### Supplied passage
NOTE 5 -       FAIR VALUE MEASUREMENT

 

Recurring Fair Value Measurements

 

The Group measures fair value and discloses fair value measurements for financial assets and liabilities. Fair value is based on the price that would be received to sell an asset or paid to transfer a liability in an orderly transaction between market participants at the measurement date.

 

The Company's financial assets and liabilities measured at fair value on a recurring basis, consisted of the following types of instruments:

 

 

December 31, 2015


 

Level 1

 

Level 2

   

Level 3

   

Total 

 

Liabilities:


 

Contingent liability (see also note 12 (g))

    $ -     $ -     $ 640     640  

Derivative financial instruments 

$ - $ 14 $ - $ 14  


 
 

December 31, 2014


 

Level 1

 

Level 2

   

Level 3

   

Total

 

Assets:

                     

Money Market

  $ 1,136   $ -     $ -     $ 1,136  

 

                                 

Liabilities:

                                 

Derivative financial instruments

    $ -     $ 463     $ -     $ 463  


a.   Contingent liability:


The contingent consideration liability in the acquisition of Turbochrome shares was computed on expected revenue to be generated by the company using a binomial tree model income approach. The Company will   reassess the fair value of the contingent consideration on a quarterly basis and record any applicable adjustments to earnings in the period they are determined.

[Point labels for objects]

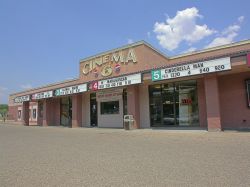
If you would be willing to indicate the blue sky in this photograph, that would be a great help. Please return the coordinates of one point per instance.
(42, 42)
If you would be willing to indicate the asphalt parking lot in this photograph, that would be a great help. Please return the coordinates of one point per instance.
(55, 156)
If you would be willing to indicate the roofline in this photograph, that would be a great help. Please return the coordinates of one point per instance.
(47, 85)
(234, 44)
(141, 42)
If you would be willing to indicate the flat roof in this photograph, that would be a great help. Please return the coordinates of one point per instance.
(142, 42)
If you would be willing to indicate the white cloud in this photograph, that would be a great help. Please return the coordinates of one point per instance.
(191, 49)
(3, 94)
(182, 27)
(241, 19)
(130, 41)
(228, 35)
(26, 86)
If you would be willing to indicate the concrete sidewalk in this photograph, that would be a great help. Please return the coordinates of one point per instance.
(52, 156)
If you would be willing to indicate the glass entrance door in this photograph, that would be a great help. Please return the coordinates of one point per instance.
(155, 105)
(66, 112)
(168, 105)
(174, 104)
(93, 110)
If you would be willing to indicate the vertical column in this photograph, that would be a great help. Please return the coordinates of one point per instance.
(133, 104)
(76, 110)
(57, 108)
(202, 103)
(25, 113)
(212, 103)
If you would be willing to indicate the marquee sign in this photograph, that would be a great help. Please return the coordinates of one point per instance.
(42, 95)
(21, 99)
(109, 95)
(119, 81)
(71, 90)
(198, 68)
(107, 64)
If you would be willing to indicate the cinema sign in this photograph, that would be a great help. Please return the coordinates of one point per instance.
(107, 64)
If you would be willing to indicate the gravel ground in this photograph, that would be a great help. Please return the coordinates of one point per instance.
(55, 156)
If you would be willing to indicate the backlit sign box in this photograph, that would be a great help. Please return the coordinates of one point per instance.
(197, 68)
(42, 95)
(71, 90)
(120, 81)
(21, 99)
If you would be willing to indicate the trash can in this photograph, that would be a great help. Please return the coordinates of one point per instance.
(128, 122)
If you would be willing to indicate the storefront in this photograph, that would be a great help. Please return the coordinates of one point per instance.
(204, 89)
(174, 104)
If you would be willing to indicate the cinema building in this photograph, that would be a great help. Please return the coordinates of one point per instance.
(207, 89)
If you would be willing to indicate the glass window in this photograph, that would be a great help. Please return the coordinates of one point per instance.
(40, 109)
(174, 104)
(110, 107)
(187, 106)
(34, 114)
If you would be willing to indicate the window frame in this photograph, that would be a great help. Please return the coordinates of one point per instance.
(106, 113)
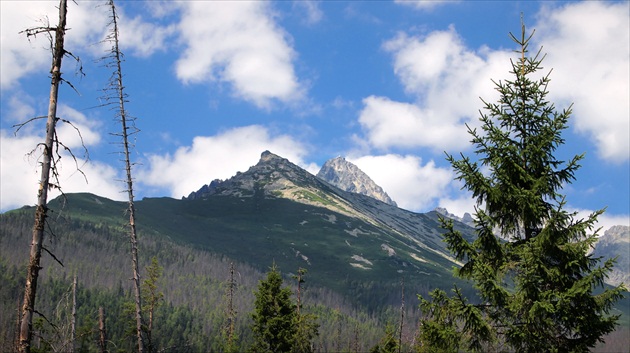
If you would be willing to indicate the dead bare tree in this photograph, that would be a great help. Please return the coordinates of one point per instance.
(47, 164)
(73, 324)
(402, 313)
(230, 344)
(116, 97)
(102, 333)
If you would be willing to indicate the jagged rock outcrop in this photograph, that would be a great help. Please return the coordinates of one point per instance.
(466, 219)
(276, 177)
(272, 176)
(615, 242)
(347, 176)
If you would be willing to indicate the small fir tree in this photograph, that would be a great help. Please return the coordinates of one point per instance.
(388, 343)
(305, 323)
(530, 261)
(153, 298)
(274, 315)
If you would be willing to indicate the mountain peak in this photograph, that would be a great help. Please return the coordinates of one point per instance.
(347, 176)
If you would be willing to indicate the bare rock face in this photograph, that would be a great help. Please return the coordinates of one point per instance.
(616, 243)
(348, 177)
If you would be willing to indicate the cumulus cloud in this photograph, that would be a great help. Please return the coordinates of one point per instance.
(239, 43)
(588, 46)
(20, 159)
(423, 4)
(141, 37)
(413, 185)
(19, 56)
(87, 23)
(446, 79)
(311, 9)
(397, 124)
(217, 157)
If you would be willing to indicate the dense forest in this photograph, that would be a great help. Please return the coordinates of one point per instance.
(194, 311)
(194, 282)
(528, 264)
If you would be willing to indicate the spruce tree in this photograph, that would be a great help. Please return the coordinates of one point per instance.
(274, 315)
(540, 288)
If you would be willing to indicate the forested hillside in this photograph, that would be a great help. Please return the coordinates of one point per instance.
(194, 284)
(87, 236)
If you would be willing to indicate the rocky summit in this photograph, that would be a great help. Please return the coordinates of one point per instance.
(347, 176)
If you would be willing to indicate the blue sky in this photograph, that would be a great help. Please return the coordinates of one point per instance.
(389, 85)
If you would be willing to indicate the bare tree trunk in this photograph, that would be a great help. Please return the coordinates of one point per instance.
(122, 115)
(30, 290)
(74, 314)
(402, 313)
(231, 312)
(102, 334)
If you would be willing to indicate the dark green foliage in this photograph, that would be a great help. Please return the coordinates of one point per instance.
(305, 323)
(152, 297)
(536, 280)
(388, 343)
(274, 315)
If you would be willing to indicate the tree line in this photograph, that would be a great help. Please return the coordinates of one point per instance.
(538, 286)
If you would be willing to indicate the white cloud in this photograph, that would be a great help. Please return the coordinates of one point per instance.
(311, 9)
(217, 157)
(19, 56)
(141, 37)
(588, 46)
(395, 124)
(447, 80)
(20, 156)
(604, 221)
(406, 180)
(86, 22)
(423, 4)
(238, 42)
(20, 173)
(464, 203)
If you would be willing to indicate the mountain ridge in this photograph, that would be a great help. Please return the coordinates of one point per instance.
(347, 176)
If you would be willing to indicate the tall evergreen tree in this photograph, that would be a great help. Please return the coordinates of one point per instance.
(274, 315)
(530, 261)
(306, 325)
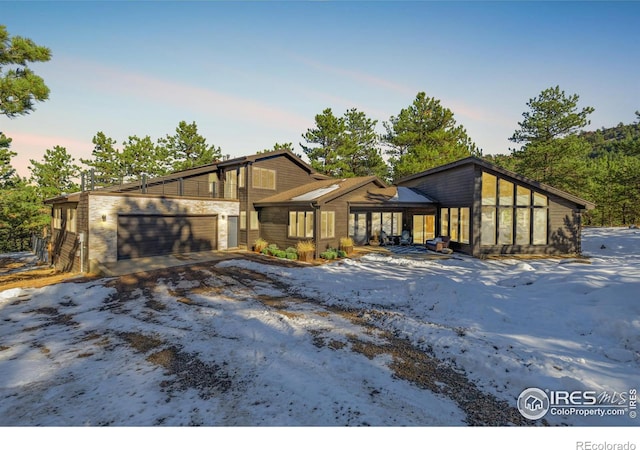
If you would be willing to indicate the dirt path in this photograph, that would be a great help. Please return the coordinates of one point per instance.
(407, 362)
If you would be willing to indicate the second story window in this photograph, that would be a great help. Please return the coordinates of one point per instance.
(263, 178)
(231, 184)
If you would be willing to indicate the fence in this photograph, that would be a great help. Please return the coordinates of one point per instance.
(40, 247)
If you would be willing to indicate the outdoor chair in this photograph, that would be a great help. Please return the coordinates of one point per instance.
(405, 238)
(439, 244)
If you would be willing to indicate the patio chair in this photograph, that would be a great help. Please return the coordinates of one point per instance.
(439, 244)
(405, 238)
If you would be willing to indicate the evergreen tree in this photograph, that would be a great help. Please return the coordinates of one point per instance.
(56, 174)
(140, 156)
(105, 165)
(423, 136)
(326, 137)
(20, 87)
(21, 214)
(6, 169)
(552, 151)
(187, 148)
(344, 146)
(359, 151)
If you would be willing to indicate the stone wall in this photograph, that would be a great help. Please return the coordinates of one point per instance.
(104, 209)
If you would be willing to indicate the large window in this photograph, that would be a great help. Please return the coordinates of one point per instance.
(301, 224)
(512, 214)
(231, 184)
(254, 222)
(389, 222)
(424, 228)
(327, 224)
(454, 222)
(263, 178)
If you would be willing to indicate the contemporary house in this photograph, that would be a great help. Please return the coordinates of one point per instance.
(277, 196)
(486, 210)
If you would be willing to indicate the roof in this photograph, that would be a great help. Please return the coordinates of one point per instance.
(394, 195)
(487, 165)
(319, 192)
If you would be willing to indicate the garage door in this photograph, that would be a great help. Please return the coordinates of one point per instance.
(150, 235)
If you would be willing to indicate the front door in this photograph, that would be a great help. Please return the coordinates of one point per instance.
(358, 228)
(424, 228)
(232, 231)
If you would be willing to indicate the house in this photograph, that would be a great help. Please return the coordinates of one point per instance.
(487, 210)
(204, 208)
(326, 210)
(277, 196)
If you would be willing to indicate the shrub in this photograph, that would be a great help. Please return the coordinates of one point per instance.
(329, 254)
(279, 253)
(346, 242)
(306, 246)
(260, 244)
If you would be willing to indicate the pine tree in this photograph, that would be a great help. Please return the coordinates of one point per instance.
(187, 148)
(105, 166)
(20, 87)
(56, 174)
(423, 136)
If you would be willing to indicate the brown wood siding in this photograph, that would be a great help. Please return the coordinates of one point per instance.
(451, 188)
(149, 235)
(288, 176)
(274, 226)
(564, 227)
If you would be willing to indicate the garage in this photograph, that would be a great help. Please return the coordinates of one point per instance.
(141, 235)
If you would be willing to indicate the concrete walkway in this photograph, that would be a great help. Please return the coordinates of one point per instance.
(127, 266)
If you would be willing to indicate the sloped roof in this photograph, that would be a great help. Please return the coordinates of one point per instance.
(394, 195)
(487, 165)
(319, 192)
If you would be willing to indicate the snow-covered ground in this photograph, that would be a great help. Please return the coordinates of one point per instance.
(69, 353)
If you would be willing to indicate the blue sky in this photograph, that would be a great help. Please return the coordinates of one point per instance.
(251, 74)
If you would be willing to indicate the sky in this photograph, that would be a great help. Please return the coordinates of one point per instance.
(252, 74)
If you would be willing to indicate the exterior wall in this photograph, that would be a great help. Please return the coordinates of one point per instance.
(102, 237)
(289, 175)
(452, 188)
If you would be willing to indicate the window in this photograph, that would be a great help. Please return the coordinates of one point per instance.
(539, 226)
(489, 183)
(454, 222)
(263, 178)
(301, 224)
(519, 217)
(523, 230)
(57, 218)
(213, 184)
(505, 226)
(254, 222)
(444, 221)
(464, 225)
(327, 224)
(71, 220)
(241, 171)
(424, 228)
(488, 226)
(506, 193)
(231, 184)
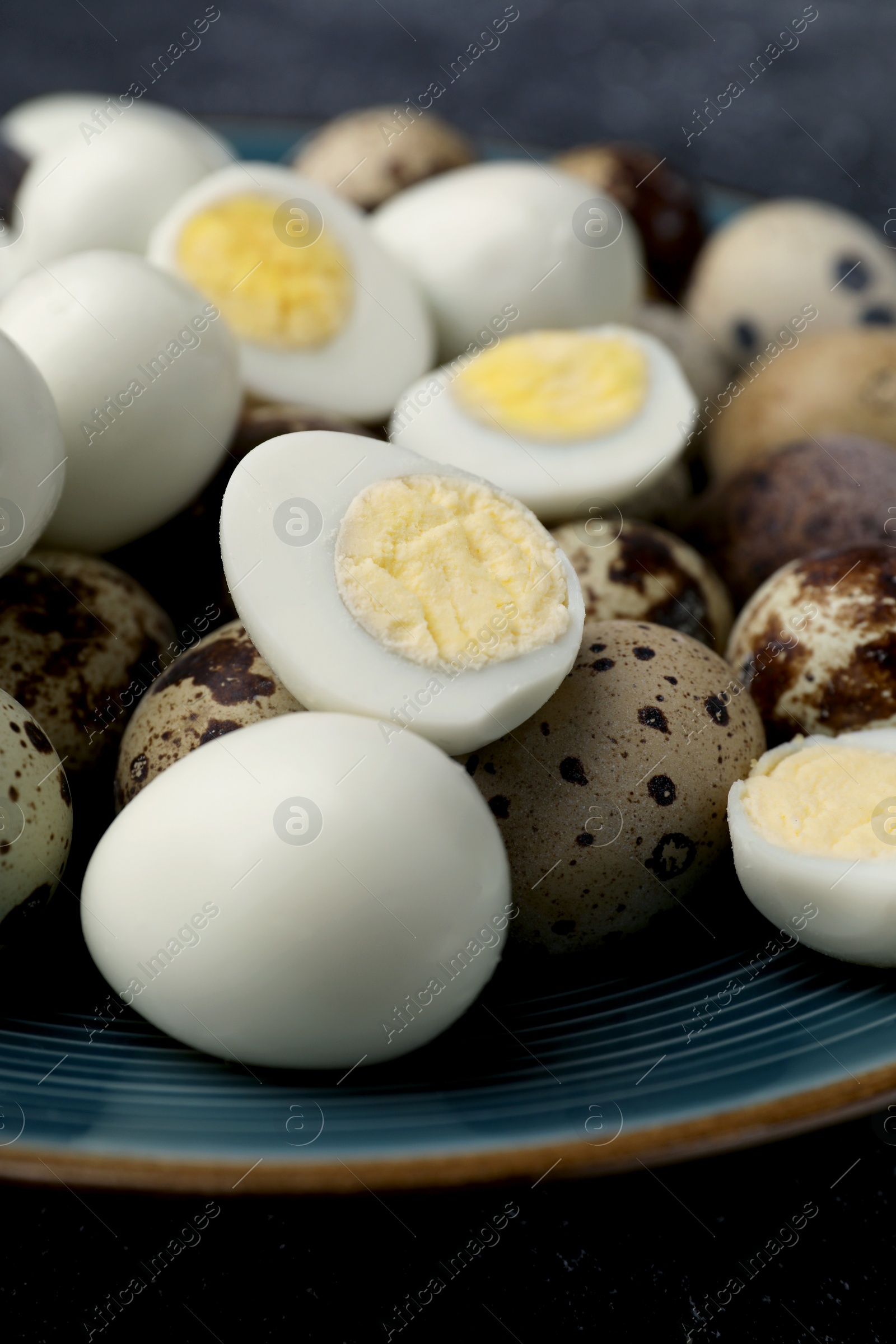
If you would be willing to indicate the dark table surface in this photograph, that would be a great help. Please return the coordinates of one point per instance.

### Actions to take
[1] According to the fair value measurement note, what method was used to compute the contingent consideration liability in the acquisition of Turbochrome shares?
[2] Condense the paragraph of the fair value measurement note beginning "The contingent consideration liability in the acquisition" into a short bulleted list that keeps its main facts.
[3] From the fair value measurement note, reproduce verbatim the stretch from "The contingent consideration liability" through "they are determined.".

### Task-by-task outputs
[1] A binomial tree model income approach, based on expected revenue to be generated by the company.

[2]
- The contingent consideration liability arose from the acquisition of Turbochrome shares.
- It was computed on expected revenue using a binomial tree model income approach.
- The Company will reassess its fair value quarterly.
- Any adjustments will be recorded to earnings in the period they are determined.

[3]
The contingent consideration liability in the acquisition of Turbochrome shares was computed on expected revenue to be generated by the company using a binomial tree model income approach. The Company will   reassess the fair value of the contingent consideration on a quarterly basis and record any applicable adjustments to earnings in the period they are determined.